**DATASET RECORDS:**

Begin

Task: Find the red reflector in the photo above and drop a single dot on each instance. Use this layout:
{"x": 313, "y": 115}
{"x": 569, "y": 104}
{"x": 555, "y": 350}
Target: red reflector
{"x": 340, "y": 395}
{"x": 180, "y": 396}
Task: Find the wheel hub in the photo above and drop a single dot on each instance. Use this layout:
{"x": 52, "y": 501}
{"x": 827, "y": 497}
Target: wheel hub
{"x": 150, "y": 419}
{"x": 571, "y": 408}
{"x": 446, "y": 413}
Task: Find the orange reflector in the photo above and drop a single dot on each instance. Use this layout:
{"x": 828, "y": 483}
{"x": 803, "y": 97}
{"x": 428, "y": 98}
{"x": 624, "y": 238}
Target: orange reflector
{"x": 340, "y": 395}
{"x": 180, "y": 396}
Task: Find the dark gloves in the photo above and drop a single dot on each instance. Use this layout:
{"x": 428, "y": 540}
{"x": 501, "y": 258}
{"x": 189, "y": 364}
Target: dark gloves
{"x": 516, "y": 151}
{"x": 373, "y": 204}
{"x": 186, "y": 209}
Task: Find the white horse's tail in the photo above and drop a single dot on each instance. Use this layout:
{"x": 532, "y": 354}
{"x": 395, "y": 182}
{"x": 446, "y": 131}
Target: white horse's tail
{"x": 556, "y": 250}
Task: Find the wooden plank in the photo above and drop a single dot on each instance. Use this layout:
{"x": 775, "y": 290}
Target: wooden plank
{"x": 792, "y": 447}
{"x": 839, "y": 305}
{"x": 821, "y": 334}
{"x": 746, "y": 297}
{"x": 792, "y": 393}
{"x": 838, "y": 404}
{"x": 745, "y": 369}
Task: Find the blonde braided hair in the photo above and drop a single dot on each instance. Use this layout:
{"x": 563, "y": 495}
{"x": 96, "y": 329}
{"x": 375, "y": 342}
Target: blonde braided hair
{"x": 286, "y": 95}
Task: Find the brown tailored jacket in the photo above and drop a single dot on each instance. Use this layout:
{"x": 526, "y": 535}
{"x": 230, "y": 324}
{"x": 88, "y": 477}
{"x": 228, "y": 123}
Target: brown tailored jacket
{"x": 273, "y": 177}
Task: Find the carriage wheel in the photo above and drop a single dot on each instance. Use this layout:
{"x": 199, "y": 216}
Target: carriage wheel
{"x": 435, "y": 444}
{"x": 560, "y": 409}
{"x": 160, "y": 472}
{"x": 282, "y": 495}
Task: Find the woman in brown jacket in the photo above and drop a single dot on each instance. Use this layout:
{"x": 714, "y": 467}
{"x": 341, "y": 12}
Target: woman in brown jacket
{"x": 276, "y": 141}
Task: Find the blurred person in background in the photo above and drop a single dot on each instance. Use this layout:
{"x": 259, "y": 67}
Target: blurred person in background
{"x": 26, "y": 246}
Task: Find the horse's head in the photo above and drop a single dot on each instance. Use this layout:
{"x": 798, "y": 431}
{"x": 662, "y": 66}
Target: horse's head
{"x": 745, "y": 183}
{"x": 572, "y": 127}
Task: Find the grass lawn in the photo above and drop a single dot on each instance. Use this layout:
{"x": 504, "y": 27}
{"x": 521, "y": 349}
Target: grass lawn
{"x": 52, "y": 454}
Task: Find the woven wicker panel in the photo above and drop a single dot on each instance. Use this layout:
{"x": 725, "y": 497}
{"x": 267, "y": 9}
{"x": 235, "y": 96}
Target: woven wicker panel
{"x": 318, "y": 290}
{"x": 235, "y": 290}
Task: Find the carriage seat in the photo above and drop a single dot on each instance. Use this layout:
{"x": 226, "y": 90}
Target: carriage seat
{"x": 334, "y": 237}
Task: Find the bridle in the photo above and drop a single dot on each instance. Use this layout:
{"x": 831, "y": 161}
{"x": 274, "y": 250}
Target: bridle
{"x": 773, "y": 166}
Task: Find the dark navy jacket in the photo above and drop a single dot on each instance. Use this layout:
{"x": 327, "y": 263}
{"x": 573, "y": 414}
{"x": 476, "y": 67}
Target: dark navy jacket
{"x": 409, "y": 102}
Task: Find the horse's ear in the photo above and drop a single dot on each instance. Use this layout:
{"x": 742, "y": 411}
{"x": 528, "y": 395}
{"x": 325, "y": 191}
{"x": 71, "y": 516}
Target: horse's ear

End

**WHAT YOU NEED TO DO:**
Copy all of the records above word for word, from the first line to the last.

**SOLVED EXERCISE:**
Task: Find the red reflector in the photo above and drop a single dot on each instance. Use this layout:
{"x": 313, "y": 115}
{"x": 569, "y": 104}
{"x": 555, "y": 350}
Target: red reflector
{"x": 340, "y": 395}
{"x": 180, "y": 396}
Task: Find the wheel hub in the photo above and drop a single dot on each instance. Use this layout:
{"x": 52, "y": 501}
{"x": 827, "y": 497}
Target: wheel hub
{"x": 150, "y": 419}
{"x": 571, "y": 408}
{"x": 446, "y": 413}
Task: Find the orange reflector in the photo above and drop a single dot on each instance. Use this layout:
{"x": 828, "y": 483}
{"x": 803, "y": 97}
{"x": 428, "y": 98}
{"x": 624, "y": 238}
Target: orange reflector
{"x": 340, "y": 395}
{"x": 180, "y": 396}
Task: Find the dark gloves in the photo above and drop a single dot on each instance. Use this layout:
{"x": 428, "y": 540}
{"x": 501, "y": 258}
{"x": 189, "y": 364}
Target: dark gloves
{"x": 516, "y": 151}
{"x": 373, "y": 204}
{"x": 186, "y": 209}
Task: Find the white horse's tail in the photo above and drop a single dot on each instance. Use this layout:
{"x": 532, "y": 354}
{"x": 395, "y": 182}
{"x": 446, "y": 131}
Target: white horse's tail
{"x": 556, "y": 250}
Task: Find the wooden plank in the photo above and drop a single dot on each instance. Use this layout:
{"x": 775, "y": 290}
Target: wooden plank
{"x": 792, "y": 447}
{"x": 839, "y": 305}
{"x": 821, "y": 334}
{"x": 746, "y": 297}
{"x": 792, "y": 393}
{"x": 838, "y": 404}
{"x": 745, "y": 369}
Task: Find the blonde braided hair in the photo above and drop a single dot on each instance. Use this layout:
{"x": 563, "y": 495}
{"x": 96, "y": 329}
{"x": 375, "y": 342}
Target: blonde braided hair
{"x": 286, "y": 95}
Task: Find the brown tailored jacket in the photo above and drop a single dot on each instance. Use this layout:
{"x": 526, "y": 535}
{"x": 230, "y": 324}
{"x": 88, "y": 477}
{"x": 228, "y": 123}
Target: brown tailored jacket
{"x": 273, "y": 177}
Task: Find the carriage wheel in the photo above and drop a single dot on each instance. Use this layout:
{"x": 199, "y": 216}
Target: carriage wheel
{"x": 435, "y": 444}
{"x": 560, "y": 409}
{"x": 160, "y": 472}
{"x": 282, "y": 495}
Task: Find the woman in brown jacket in the photo above and drop a single dot on each instance. Use this layout:
{"x": 714, "y": 467}
{"x": 341, "y": 12}
Target: woman in brown jacket
{"x": 276, "y": 141}
Task: Find the blurred person in background in the photo above and drop a single dot on each instance. Use this layout:
{"x": 259, "y": 67}
Target: blurred person in background
{"x": 26, "y": 246}
Task: Find the horse's head in the photo above and drop a single dot on each instance. Use this layout:
{"x": 798, "y": 431}
{"x": 662, "y": 66}
Target: horse's head
{"x": 745, "y": 183}
{"x": 572, "y": 127}
Task: Find the grass lawn in the photo above and drop a single dot on each instance. Use this layout:
{"x": 504, "y": 27}
{"x": 521, "y": 349}
Target: grass lawn
{"x": 52, "y": 454}
Task: Find the woven wicker panel in the photo above and drop a single dot on each instance. Use this layout:
{"x": 725, "y": 497}
{"x": 267, "y": 9}
{"x": 235, "y": 96}
Target: woven wicker panel
{"x": 318, "y": 290}
{"x": 235, "y": 290}
Task: Find the carriage seat in the photo above and drop a single dot on each instance. Use this layout:
{"x": 226, "y": 90}
Target: carriage seat
{"x": 334, "y": 237}
Task: Find the bridle in the photo above and drop a single dot on each instance. Use this layout:
{"x": 831, "y": 161}
{"x": 274, "y": 250}
Target: bridle
{"x": 773, "y": 166}
Task: Find the dark navy jacket in the photo above and drop a single dot on each instance. Use this layout:
{"x": 327, "y": 263}
{"x": 573, "y": 414}
{"x": 476, "y": 67}
Target: dark navy jacket
{"x": 409, "y": 102}
Task: Find the horse's ear in the photo above and drop a single dot on each instance. Use this layout:
{"x": 742, "y": 411}
{"x": 528, "y": 395}
{"x": 325, "y": 191}
{"x": 71, "y": 516}
Target: horse's ear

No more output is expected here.